## Start Document excerpt

I get what containers are good for — they get us standardized, repeatable, isolable environments. They make it much easier to keep our development environment in sync with our production infrastructure. And they are a step up, in many ways, from the way I used to do this. The old way was just “Install the development environment and all its dependencies on my workstation,” which gets old fast, and scales poorly.

Anyway, this week I wanted to set up a brand new demo environment, so I decided to learn Docker from scratch.

It took about 6 hours start to finish, including learning how to write a FastCGI process in Ruby. Basically I built a demo project with one NGINX web server container and two back-end application server containers (one running Puma, one running a FastCGI process). Then I used it for some performance testing I wanted to do.

So these are just some notes on getting started with Docker and Docker Compose.

How do you learn your way around Docker?

For what it’s worth, this was pretty much my approach:

Google “how to create a Docker container.”
Figure out which of the existing docs were actually worth reading (reliable, comprehensive, readable, current).
Set out to create the most basic possible Docker environment: an NGINX container that displayed the default homepage.
Create a project folder on a Linux dev box that already had Docker tooling installed.
Make a basic docker-compose.yml file with one service defined.
Browse around in our existing work repos to find a suitable base image for the container.
Try a command like docker-compose up in my project folder.
Watch it build.
Log into the container using docker-compose run or docker exec -it [container] sh.
Install bash inside the container, because sh was mediocre.
Install vim to be able to edit the NGINX configuration interactively.

## End Document excerpt

What is asked
A. Print the Docker notes from "It took about" down to "Docker tooling installed.".
B. In the Docker notes, how many containers did the demo project have, and what kind was each?
C. Pick up the Docker notes after their last sentence and write what comes next.
The items that come after this text play no part in this work.

## Start Given records

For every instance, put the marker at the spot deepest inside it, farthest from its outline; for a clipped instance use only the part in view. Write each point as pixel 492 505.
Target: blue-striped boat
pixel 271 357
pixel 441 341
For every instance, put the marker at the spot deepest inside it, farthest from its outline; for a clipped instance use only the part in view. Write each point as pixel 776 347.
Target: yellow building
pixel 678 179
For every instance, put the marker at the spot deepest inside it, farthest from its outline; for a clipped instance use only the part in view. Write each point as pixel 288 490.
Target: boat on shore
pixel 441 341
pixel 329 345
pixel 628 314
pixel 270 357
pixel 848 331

## End Given records
## Start Given records

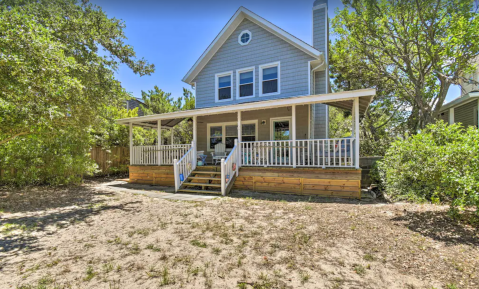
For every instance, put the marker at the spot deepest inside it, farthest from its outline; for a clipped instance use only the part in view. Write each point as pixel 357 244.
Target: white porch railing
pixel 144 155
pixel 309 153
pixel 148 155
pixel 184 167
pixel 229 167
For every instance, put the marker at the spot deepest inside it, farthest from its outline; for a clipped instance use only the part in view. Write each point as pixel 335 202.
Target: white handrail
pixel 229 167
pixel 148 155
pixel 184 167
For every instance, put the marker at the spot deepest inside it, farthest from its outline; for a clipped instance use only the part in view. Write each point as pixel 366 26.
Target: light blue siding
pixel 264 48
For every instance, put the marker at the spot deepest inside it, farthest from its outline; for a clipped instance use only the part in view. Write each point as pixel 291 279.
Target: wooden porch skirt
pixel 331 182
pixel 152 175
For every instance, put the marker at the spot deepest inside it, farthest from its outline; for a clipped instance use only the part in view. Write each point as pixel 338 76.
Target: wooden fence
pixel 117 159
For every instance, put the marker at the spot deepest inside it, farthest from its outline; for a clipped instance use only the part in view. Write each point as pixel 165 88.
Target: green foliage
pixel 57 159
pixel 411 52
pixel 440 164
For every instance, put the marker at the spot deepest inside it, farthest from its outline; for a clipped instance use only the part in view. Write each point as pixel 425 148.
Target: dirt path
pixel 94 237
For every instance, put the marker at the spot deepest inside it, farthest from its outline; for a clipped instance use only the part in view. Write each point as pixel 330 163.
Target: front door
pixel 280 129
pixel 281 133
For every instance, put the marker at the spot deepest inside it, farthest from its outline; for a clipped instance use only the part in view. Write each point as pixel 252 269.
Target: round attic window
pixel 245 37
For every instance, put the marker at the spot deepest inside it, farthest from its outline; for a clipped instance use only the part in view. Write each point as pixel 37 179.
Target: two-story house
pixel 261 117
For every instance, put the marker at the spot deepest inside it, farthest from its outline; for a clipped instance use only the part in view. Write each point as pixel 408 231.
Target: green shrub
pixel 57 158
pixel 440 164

## End Given records
## Start Given records

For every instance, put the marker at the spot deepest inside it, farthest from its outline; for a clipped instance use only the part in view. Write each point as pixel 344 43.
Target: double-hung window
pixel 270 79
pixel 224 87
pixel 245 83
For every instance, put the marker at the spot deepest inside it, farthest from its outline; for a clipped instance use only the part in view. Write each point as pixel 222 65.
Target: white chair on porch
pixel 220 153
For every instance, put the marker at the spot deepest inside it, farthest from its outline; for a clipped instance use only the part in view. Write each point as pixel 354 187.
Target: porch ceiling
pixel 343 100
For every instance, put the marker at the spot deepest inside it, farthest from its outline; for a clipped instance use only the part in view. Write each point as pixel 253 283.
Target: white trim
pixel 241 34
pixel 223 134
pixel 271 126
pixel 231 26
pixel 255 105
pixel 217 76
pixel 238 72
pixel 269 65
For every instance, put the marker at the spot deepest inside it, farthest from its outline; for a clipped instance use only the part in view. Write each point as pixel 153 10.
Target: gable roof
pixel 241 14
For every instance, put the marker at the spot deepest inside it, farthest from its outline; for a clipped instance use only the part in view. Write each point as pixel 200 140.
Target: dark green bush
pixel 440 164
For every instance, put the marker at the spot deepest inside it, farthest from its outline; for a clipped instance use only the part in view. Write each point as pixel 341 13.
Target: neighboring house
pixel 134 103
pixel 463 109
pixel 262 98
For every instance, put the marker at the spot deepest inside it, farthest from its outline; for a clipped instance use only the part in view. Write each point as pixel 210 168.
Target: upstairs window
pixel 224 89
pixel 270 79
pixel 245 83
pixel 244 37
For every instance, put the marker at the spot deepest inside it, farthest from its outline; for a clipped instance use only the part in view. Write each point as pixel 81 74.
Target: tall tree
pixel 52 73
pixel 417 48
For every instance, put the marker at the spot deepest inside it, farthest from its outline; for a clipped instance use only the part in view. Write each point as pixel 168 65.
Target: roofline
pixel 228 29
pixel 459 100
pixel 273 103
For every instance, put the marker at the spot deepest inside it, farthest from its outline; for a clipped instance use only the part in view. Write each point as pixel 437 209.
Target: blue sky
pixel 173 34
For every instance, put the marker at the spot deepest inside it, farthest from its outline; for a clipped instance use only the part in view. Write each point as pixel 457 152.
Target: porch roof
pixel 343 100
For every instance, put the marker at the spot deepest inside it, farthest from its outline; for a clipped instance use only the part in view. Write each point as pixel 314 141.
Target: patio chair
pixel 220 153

## End Given records

Answers for this exercise
A.
It took about 6 hours start to finish, including learning how to write a FastCGI process in Ruby. Basically I built a demo project with one NGINX web server container and two back-end application server containers (one running Puma, one running a FastCGI process). Then I used it for some performance testing I wanted to do.

So these are just some notes on getting started with Docker and Docker Compose.

How do you learn your way around Docker?

For what it’s worth, this was pretty much my approach:

Google “how to create a Docker container.”
Figure out which of the existing docs were actually worth reading (reliable, comprehensive, readable, current).
Set out to create the most basic possible Docker environment: an NGINX container that displayed the default homepage.
Create a project folder on a Linux dev box that already had Docker tooling installed.

B. It had three: one NGINX web server container and two back-end application server containers, one running Puma and one running a FastCGI process.

C.
Figure out how to generate a custom Docker image, by writing a Dockerfile, which added custom packages and configuration to a given base image. (Learned that docker-compose is for orchestration containers at runtime, while a Dockerfile governs image building.)
Fiddle around with NGINX configuration inside the container to ensure that it listened nicely on http/port 80.
Learn that you can use nginx -s reload to live-reload the running NGINX settings without restarting the container.
Read the Docker docs to figure out how to expose a container (on a certain port) to the host. Use port mapping.
Restart the containerized environment and check that you see the NGINX default homepage at http://localhost:8088 (let’s say 8088 was the port on the host that pointed to port 80 in the container).
Put my custom NGINX configuration in a file on the parent host. Use the Dockerfile to copy it into the container.
Rebuild the container a few times to make sure it works.
Make a second app service in docker-compose.yml, using a Ruby 2.7.6 image we had lying around.
Stumble over the question of how to do containerized development in a more exploratory way. (Containers need to have a process running at start time, but when you’re doing new development, you might not know how to start your process just yet. I put tail -f /dev/null as the initial container process, after a handy stackoverflow tip.)
Set up a Ruby project inside the app container with a Gemfile.
Realize that most Ruby web server libraries will need C development tools to build. Install them from inside the container (gcc, build-essential, etc).
Pick through some verbose make output to detect other missing dependencies. Install them too.
After bundle install worked manually inside the container, I moved all the dependency setup and the actual bundle install command into the Dockerfile for my app service.
Set up the Dockerfile to copy my Ruby project onto the container during the build process (COPY ...).
Google how to set up file synchronization between a container and the host file system. I used bind mounts, which is discouraged, since you’re supposed to use virtual volumes now, but bind mount worked just fine for my case. It’s configured in docker-compose.yml, as it’s a container “runtime” feature, rather than a container “build” feature.
Spend some time poking around at how Docker does virtualized networking, to try to figure out how to communicate from one container to the next (since NGINX needs to be able to reach the upstream service).
Try using container IP addresses to communicate (172.16.x.x), but they changed sometimes when I restarted the docker-compose environment. I couldn’t readily provision them at container build time, and it seemed hacky to pass them down to NGINX at container runtime, if that is even possible.
Look in /etc/hosts on the container. Didn’t help me.
Google some questions about Docker networking.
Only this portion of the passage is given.